WORK TO COMPLETE: Give back each entry exactly as written, apart from the pictures.

═══ RECORD EXTRACTS

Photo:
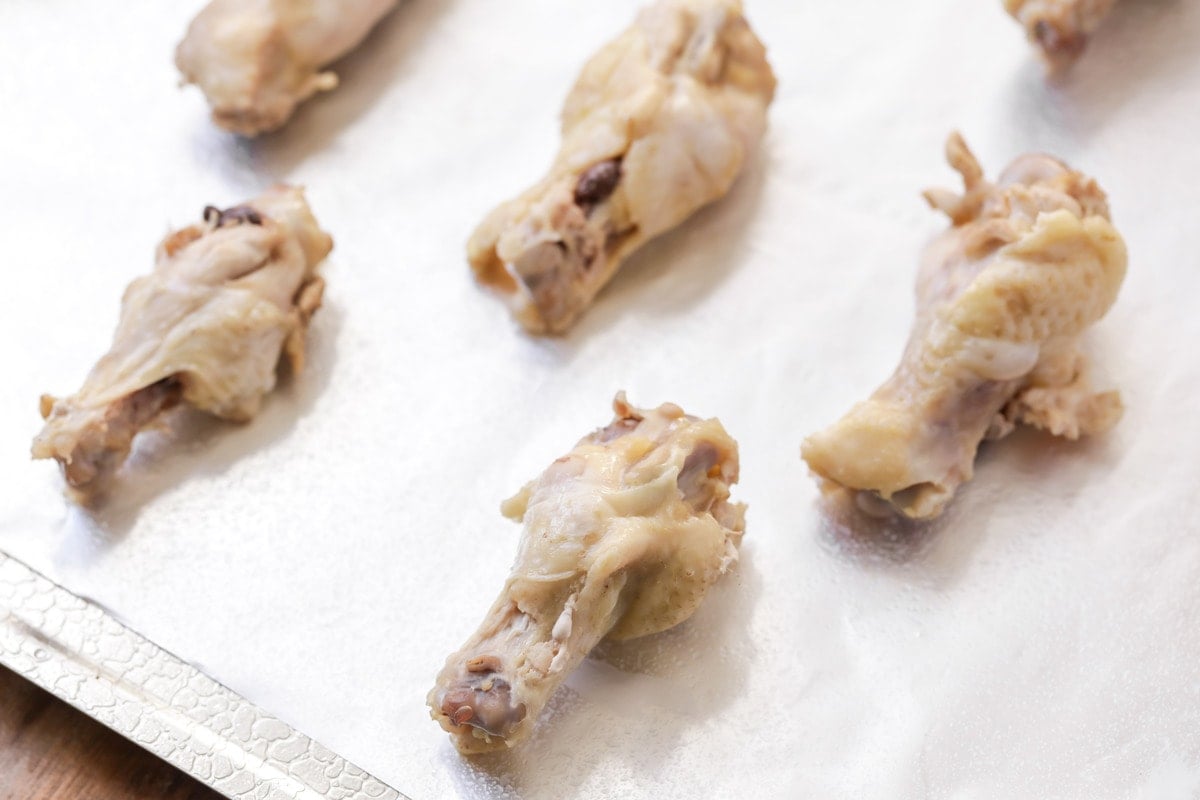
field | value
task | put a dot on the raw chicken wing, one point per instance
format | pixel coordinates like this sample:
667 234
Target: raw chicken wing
207 328
623 536
659 124
1060 28
1002 299
256 60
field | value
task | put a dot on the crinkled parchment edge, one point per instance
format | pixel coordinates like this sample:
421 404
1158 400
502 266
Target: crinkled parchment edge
82 655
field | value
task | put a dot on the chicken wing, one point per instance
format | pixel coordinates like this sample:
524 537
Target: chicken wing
659 124
256 60
207 328
1002 299
1060 28
623 536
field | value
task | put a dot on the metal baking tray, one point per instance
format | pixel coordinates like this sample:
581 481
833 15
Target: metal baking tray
319 563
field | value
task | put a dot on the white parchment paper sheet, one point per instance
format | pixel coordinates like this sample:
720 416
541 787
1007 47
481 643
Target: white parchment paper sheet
1039 641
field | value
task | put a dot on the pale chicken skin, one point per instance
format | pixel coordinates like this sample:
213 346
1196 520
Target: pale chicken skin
1002 299
623 536
659 124
208 326
1060 28
256 60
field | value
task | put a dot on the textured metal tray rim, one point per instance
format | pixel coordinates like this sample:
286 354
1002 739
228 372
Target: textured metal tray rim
85 657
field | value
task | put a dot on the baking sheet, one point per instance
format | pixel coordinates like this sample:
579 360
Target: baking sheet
1038 641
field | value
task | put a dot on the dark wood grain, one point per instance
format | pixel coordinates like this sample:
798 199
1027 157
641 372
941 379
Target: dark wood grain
51 751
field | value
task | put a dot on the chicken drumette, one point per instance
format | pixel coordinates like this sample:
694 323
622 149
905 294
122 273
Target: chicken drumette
1060 28
623 536
659 124
256 60
1002 300
205 328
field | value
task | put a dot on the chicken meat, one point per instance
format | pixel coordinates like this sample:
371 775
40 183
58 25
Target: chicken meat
623 536
1002 299
1060 28
205 328
659 124
256 60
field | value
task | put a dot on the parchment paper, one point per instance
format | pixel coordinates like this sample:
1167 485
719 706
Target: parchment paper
1039 641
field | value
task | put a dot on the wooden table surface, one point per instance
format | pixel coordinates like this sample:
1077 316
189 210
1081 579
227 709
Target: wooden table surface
49 750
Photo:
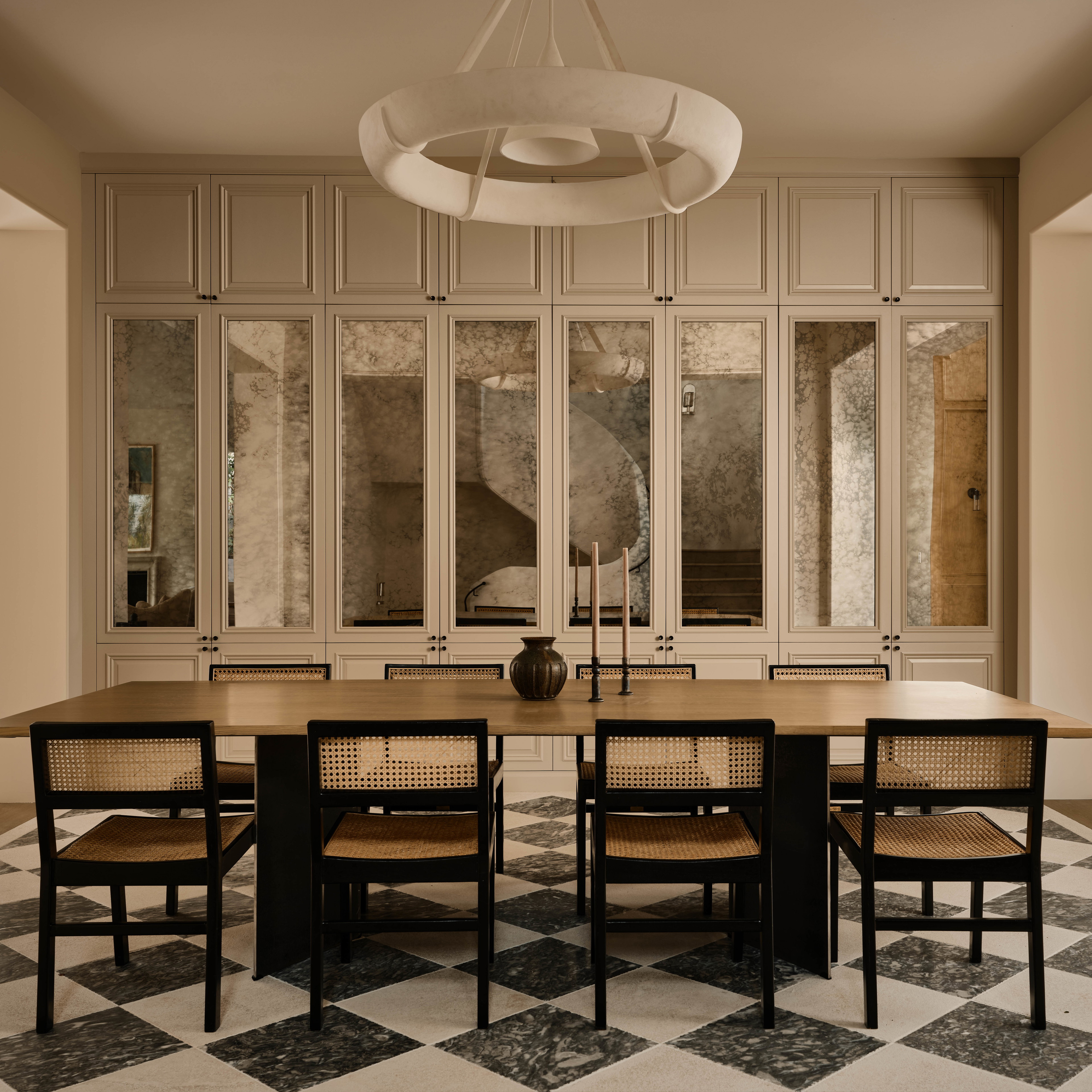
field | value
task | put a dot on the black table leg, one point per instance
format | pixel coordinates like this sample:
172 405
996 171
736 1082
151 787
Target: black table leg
801 860
282 897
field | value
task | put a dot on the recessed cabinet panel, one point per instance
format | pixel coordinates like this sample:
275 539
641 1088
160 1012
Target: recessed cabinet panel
267 233
835 241
723 251
947 241
379 248
153 237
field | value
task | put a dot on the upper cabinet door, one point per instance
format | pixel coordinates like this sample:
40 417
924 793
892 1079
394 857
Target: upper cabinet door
380 249
947 241
153 239
610 264
494 264
267 239
724 249
836 241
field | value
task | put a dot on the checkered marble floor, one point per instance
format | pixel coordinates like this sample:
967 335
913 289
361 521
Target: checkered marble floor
683 1015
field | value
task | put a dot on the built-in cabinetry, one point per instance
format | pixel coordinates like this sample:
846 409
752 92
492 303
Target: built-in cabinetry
334 427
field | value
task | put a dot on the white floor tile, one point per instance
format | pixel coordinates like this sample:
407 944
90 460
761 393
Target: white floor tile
669 1070
245 1004
902 1007
655 1005
1068 997
436 1006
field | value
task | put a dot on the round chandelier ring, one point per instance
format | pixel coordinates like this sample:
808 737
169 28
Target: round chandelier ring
396 130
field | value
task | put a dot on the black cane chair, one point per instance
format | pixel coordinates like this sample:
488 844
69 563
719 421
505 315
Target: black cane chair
133 766
954 764
421 764
466 673
586 771
672 766
235 781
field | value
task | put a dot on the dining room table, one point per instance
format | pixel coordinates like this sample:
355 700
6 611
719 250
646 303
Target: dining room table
806 715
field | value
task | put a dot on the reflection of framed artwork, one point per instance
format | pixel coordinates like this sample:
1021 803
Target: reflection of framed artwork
141 491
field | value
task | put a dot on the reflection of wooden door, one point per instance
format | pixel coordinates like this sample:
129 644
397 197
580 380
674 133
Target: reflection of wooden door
960 541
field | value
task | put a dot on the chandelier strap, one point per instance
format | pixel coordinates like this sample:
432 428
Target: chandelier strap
485 32
491 139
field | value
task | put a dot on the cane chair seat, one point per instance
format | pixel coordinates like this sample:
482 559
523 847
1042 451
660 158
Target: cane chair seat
680 838
945 837
404 838
135 840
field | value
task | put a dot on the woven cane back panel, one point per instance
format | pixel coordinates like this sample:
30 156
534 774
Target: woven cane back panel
805 674
303 673
124 766
669 673
440 672
398 763
684 763
959 763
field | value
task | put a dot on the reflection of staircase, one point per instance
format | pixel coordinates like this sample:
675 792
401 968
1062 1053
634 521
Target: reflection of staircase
730 580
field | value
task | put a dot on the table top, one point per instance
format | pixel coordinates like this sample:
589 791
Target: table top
813 708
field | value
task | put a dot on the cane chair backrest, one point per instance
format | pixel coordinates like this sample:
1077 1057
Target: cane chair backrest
269 673
464 672
668 673
832 673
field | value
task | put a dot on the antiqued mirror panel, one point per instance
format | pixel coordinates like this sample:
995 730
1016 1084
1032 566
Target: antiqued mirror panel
496 469
269 473
153 364
835 473
382 474
947 460
720 403
610 473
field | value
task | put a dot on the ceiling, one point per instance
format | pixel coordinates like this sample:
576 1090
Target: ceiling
836 78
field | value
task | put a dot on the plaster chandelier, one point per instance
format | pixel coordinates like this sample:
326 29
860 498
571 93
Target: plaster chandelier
545 116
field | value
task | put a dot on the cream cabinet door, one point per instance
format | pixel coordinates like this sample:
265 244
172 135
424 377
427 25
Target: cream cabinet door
946 241
380 249
494 264
268 239
836 241
724 249
153 239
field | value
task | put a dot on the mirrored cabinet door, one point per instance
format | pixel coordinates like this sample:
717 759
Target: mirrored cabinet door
384 439
269 471
157 503
836 402
722 427
494 563
949 495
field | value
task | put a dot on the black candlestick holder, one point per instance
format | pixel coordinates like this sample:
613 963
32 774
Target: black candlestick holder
595 681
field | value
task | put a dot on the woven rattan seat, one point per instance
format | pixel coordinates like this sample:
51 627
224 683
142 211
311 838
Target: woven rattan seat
404 838
680 838
137 840
952 836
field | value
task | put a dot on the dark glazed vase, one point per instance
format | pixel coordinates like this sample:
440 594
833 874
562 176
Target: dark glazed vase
539 672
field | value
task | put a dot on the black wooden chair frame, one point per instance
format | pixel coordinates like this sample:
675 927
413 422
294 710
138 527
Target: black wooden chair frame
352 872
59 872
1016 868
735 871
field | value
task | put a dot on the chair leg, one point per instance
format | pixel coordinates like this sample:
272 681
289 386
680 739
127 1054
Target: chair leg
173 889
978 889
118 918
47 955
214 941
1036 955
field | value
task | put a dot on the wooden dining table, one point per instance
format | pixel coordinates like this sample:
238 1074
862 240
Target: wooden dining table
806 715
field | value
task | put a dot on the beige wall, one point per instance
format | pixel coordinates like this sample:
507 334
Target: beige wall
1055 579
41 413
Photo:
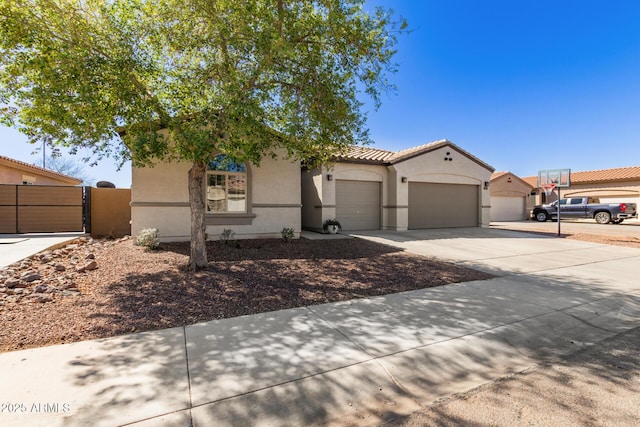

══════

RESPONSE BELOW:
Photo:
field | value
task | put a dot on the raw chicken wing, one point per instance
format | pixel coordinates like this sample:
667 234
Target: raw chicken wing
207 328
623 536
659 124
1060 28
1002 299
256 60
field | value
task | put a dot on the crinkled parchment edge, one point per instance
format | pixel coordinates like this sample:
421 404
1158 400
502 266
Target: crinkled parchment edge
82 655
field | value
task | put a dot on the chicken wing, one point per instance
format | pixel coordinates like this sample:
524 537
Target: chicken wing
659 124
256 60
207 328
1002 299
1060 28
623 536
field | value
task | put a dot on the metal baking tray, one point per instance
format | pixel coordinates like this sample:
581 481
833 15
Target: metal baking tray
319 563
field | value
task | put a dot on the white parchment paper sheet, one point per instance
format | pixel coordinates like this sample:
720 416
541 787
1007 47
481 643
Target: white parchment paper sheet
1039 641
field | value
task | put a dot on the pale chicken skin, one point per instance
format | pixel coordinates like this sample:
213 346
1196 520
Target: pale chicken skin
1002 299
623 536
659 124
208 326
1060 28
256 60
field | value
task | put a dot on the textured metal tray rim, one point per instance
format | pixel coordinates like this sample:
286 354
1002 739
228 372
Target: textured metal tray rim
85 657
field | value
task | put a dot on the baking sheet, one point per instance
format | pixel coordinates like this sample:
579 360
Target: baking sheet
1038 641
field | value
task | put a dot on the dark wood grain, one point per instance
format | pixel coordinates like this sample:
798 199
1027 157
641 372
941 379
Target: dark wood grain
51 751
field | value
task | put a dot on the chicken drumette, one point per instance
format | pixel coordinates like this sample:
694 323
622 149
905 294
122 273
Target: chicken drumette
1060 28
623 536
659 124
256 60
1002 300
205 328
field | value
task | put a dot on the chicken meat, one point per instance
format | pixel coordinates like this sample:
371 775
40 183
58 25
Target: chicken meat
623 536
1002 299
1060 28
205 328
659 124
256 60
field | value
task | put a dot on the parchment paper, one point per instance
format | pixel coordinates like this sample:
1167 485
719 706
Target: parchment paper
1039 641
field | value
task | put a dot on the wooden table surface, one point per instance
format | pixel coordinates like this sample:
1077 316
189 210
1081 579
227 709
Target: wooden table surface
49 750
Photo:
field | value
task | put a dot on the black table leg, one point per instance
format | pixel coordinates like this sample:
172 405
996 171
736 1082
151 787
Target: black table leg
801 860
282 897
field | value
task | put a dot on the recessed cabinet panel, one point per instance
format | pixel coordinates like this sample:
275 539
641 1088
160 1012
Target: recessed cabinet panel
267 233
835 241
723 251
947 241
379 248
153 237
field | value
task | put a dot on the upper cabinet door, one point per instance
format | pixel coordinates like this sample:
40 417
924 793
892 1079
394 857
Target: upper cabinet door
380 249
947 241
153 239
610 264
494 264
267 239
724 249
836 241
field | value
task | put a dot on the checkered marble floor, one point per instance
format | pixel coordinates like this sample:
967 335
913 289
361 521
Target: checkered marble floor
683 1015
field | value
task | put a dot on the built-in cabinetry, one point per instance
format | pixel coordinates like this sample:
846 409
752 92
492 303
Target: built-in cabinetry
334 427
field | value
task | put a dot on the white floor tile, one point per instance
format | pixel coordinates like this sample:
407 944
90 460
761 393
Target: white floor tile
669 1070
245 1004
902 1007
655 1005
1068 997
436 1006
field | value
task | put a dot on the round chandelier ring, one point per instance
format | pixel coordinates like this sample:
808 737
169 28
Target: round chandelier ring
396 130
field | value
task | put a dot on the black cane chair, one point per instance
format | pixel coordinates like this sample:
488 844
69 563
719 421
505 315
Target: black cane chair
133 766
954 764
421 764
466 673
586 771
672 766
235 781
field | value
task | put a dot on the dining room table, one point per instance
format | pixel coordinates like this sample:
355 700
6 611
719 250
646 303
Target: dining room table
806 715
field | value
task | put a dot on the reflection of framed artwork, one point per instance
format | pixel coordinates like this sample:
1021 803
Target: reflection of framed artwork
141 491
field | value
task | put a dot on the reflection of wooden door, one point per instance
format | pixel coordinates like this sample:
129 644
397 197
580 380
674 133
Target: reflection of wooden door
960 541
field | value
task | put a dot on the chandelier strap, one point per instance
format | pixel coordinates like this sample:
432 428
Target: chandelier strap
485 32
491 139
field | value
task | put a dot on the cane chair seat, one point per instance
format | pixel coordinates like this sample:
482 559
523 847
1042 451
660 158
Target: cane chair seat
680 838
945 837
404 838
135 840
field | value
task | put a dot on the woven cane back panel, one point per instance
format | pixel coordinates like this sample:
30 156
534 774
Target: woven cane back panel
805 674
303 673
124 766
669 673
440 672
398 763
684 763
959 763
field | value
task | put a dot on the reflection of staircase, one point per instance
format | pixel coordinates like this sample:
675 792
401 968
1062 1053
634 521
Target: reflection of staircase
730 580
field | value
task | put a dot on the table top, one point per instance
format | pixel coordinates like this sample:
589 791
Target: table top
813 708
field | value
task | put a dot on the cane chair backrest, one point per instance
format | pixel coordinates like this sample:
1077 1057
Target: cane chair backrest
269 673
464 672
668 673
832 673
field | value
task | put a dot on the antiqued mirror panel, one point per instance
format | pixel coordinates like this sample:
995 730
1016 1084
1032 566
Target: antiqued mirror panel
496 469
269 473
153 364
835 473
382 474
947 460
720 403
610 473
field | value
task | put a dot on the ceiling, one point per instance
format | pixel coordinates like this sample:
576 1090
Target: ceiling
836 78
field | value
task | put a dot on the plaster chandelier, one point per instance
format | pixel coordinates like this sample:
326 29
860 498
571 93
Target: plaster chandelier
545 116
field | value
task | put a dot on the cream cabinet door, one point per instance
format | pixel coordinates like this sample:
265 244
172 135
424 377
427 25
Target: cream cabinet door
946 241
380 249
494 264
268 239
836 241
724 249
153 239
field | value
task | put a dot on the mirrored cabinet door, one point per instance
format | pixel coordinates like this sample:
717 759
Target: mirrored cabinet door
384 439
269 471
157 503
836 402
722 427
494 563
949 495
field | value
task | put a dot on the black candlestick holder, one point per instance
format | pixel coordinates like this sample:
613 963
32 774
Target: black candlestick holder
595 681
field | value
task | put a dot on the woven rattan seat, one point per instance
format | pixel coordinates like this sample:
51 627
224 683
142 211
311 838
Target: woven rattan seat
404 838
680 838
137 840
952 836
field | value
task | put a dot on the dark glazed vase, one point per instance
format | pixel coordinates like this sample:
440 594
833 874
562 176
Target: dark glazed vase
539 672
field | value
task | put a dot on the black wooden chair frame, one point per instance
format | pixel coordinates like this sample:
675 927
413 422
294 710
138 527
Target: black wooden chair frame
352 872
59 872
1016 868
735 871
field | value
task | put a dot on the chair leg, one point per instance
format | pixel coordinates like this sample:
272 681
289 386
680 739
127 1054
Target: chair leg
173 889
978 889
118 918
47 955
214 941
1036 955
field | value
task | put a dot on the wooden dining table, one point per instance
format | pixel coordinates like this sample:
238 1074
862 240
Target: wooden dining table
806 715
field | value
task | put a dot on the beige wall, one point per instance
format | pixel coordinates like this sample:
507 334
Target: beige wall
1055 579
41 413
Photo:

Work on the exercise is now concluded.